Your instructions: Output the line containing "Mark the overcast" and all subsequent lines of the listing below, copied exactly, with no other lines.

=== Raw data ===

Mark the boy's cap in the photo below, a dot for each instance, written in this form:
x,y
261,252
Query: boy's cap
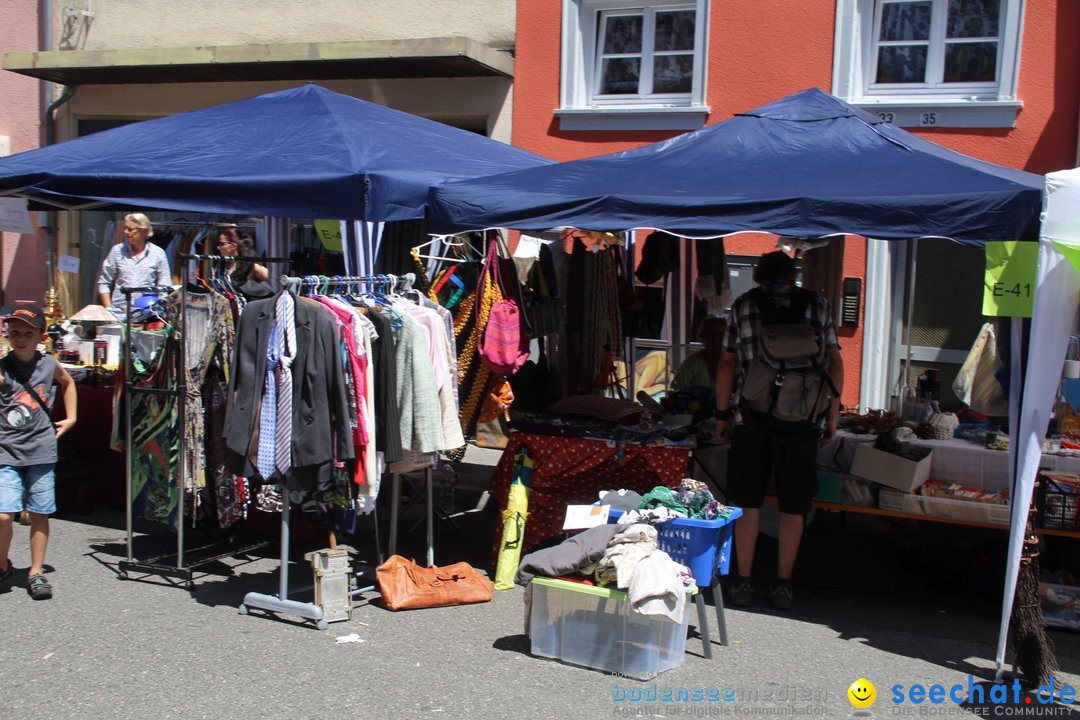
x,y
29,314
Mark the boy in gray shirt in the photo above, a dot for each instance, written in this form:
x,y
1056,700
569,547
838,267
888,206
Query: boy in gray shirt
x,y
28,439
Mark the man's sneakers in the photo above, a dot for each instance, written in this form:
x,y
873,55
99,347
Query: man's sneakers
x,y
782,595
742,592
39,587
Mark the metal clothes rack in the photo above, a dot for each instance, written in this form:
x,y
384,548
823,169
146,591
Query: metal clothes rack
x,y
408,279
158,566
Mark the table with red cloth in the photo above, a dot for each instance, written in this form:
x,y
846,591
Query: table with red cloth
x,y
571,471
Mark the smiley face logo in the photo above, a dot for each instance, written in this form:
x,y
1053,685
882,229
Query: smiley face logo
x,y
862,693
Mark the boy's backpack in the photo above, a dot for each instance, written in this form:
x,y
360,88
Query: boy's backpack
x,y
788,376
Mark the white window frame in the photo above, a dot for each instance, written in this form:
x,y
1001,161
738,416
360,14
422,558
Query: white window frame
x,y
946,105
583,109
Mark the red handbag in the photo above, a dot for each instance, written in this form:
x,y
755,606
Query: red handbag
x,y
503,344
406,586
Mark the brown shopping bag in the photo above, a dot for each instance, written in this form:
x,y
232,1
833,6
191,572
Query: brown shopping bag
x,y
406,586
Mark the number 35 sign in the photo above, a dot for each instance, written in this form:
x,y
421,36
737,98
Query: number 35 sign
x,y
1009,285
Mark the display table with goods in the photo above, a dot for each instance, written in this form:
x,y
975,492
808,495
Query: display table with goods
x,y
571,471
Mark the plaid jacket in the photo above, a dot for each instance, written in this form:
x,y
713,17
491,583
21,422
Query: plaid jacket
x,y
744,327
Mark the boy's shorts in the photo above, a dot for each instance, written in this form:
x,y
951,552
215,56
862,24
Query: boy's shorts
x,y
36,481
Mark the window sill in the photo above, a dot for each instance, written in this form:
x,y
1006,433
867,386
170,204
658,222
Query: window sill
x,y
632,118
928,112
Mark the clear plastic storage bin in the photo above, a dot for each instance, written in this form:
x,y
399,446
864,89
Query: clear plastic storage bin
x,y
596,627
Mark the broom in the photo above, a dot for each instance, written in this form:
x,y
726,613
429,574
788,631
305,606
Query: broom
x,y
1035,656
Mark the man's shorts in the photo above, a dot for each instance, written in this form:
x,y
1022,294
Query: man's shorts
x,y
764,446
35,481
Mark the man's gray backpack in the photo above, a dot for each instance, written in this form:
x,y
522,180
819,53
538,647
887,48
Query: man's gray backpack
x,y
788,376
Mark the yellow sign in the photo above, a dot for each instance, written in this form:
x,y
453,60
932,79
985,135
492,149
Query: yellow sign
x,y
1009,285
329,233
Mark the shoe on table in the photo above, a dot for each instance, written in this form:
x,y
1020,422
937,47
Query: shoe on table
x,y
742,592
782,595
39,587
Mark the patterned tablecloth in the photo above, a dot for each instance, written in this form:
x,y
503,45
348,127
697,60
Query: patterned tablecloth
x,y
571,471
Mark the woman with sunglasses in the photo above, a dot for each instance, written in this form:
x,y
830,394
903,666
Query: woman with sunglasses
x,y
231,243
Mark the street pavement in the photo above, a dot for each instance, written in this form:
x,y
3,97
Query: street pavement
x,y
910,606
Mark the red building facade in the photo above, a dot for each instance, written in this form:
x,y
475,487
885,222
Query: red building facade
x,y
993,79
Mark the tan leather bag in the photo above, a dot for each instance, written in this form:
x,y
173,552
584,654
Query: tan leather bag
x,y
406,586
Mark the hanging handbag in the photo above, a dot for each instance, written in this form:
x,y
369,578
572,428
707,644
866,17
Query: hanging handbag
x,y
407,586
503,345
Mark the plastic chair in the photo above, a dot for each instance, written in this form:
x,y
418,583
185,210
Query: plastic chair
x,y
704,546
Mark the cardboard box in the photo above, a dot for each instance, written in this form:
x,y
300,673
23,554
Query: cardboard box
x,y
595,627
891,470
1061,605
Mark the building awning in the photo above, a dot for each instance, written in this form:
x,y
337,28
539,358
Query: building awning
x,y
422,57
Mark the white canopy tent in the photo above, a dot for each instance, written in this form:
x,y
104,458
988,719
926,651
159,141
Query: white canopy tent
x,y
1053,321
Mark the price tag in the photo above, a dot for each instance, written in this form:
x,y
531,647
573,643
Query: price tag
x,y
329,233
67,263
14,217
1009,285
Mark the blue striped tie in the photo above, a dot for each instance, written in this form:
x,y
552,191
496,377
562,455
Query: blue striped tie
x,y
268,412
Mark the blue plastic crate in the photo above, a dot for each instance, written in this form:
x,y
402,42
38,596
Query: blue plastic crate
x,y
701,545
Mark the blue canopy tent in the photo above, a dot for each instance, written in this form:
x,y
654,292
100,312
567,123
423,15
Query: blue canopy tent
x,y
300,152
806,165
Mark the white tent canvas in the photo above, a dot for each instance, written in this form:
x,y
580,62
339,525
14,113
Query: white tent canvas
x,y
1053,321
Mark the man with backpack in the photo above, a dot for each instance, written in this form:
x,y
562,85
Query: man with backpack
x,y
782,341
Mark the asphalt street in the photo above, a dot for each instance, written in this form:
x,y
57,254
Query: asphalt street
x,y
907,607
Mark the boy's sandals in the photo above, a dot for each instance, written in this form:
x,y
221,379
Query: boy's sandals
x,y
39,587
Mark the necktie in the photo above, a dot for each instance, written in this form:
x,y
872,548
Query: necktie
x,y
286,339
268,412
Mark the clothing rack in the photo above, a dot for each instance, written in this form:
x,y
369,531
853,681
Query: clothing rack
x,y
407,280
158,566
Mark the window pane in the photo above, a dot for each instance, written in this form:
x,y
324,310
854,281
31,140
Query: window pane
x,y
620,75
971,62
902,64
674,30
905,21
672,73
973,18
622,34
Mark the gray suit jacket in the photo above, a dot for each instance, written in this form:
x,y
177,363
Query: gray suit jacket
x,y
321,430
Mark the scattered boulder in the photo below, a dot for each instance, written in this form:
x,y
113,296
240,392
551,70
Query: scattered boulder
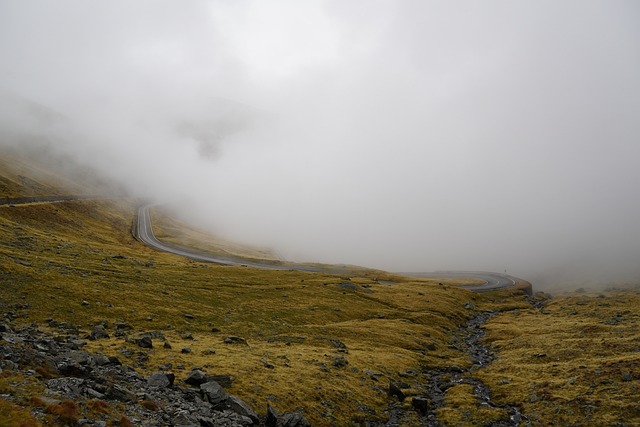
x,y
161,380
340,362
196,378
239,407
420,404
98,332
395,391
214,393
294,419
144,342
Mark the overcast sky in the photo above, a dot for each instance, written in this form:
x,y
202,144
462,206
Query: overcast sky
x,y
404,135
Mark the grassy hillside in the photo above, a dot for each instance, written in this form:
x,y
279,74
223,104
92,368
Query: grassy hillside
x,y
328,344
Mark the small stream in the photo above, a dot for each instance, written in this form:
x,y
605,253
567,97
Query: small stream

===

Result of the exercise:
Mark the overcast sky in the photo above, a dot for each instance, written in this form:
x,y
202,144
462,206
Query: overcast sky
x,y
404,135
Mark the grassy hillside in the photo above, a dot for each instance, written in this form:
x,y
279,74
223,104
92,368
Query: grassy hillside
x,y
328,344
Mark the small stream in the photo above, a dot for each instance, written in this form:
x,y
605,253
567,97
Query: small stream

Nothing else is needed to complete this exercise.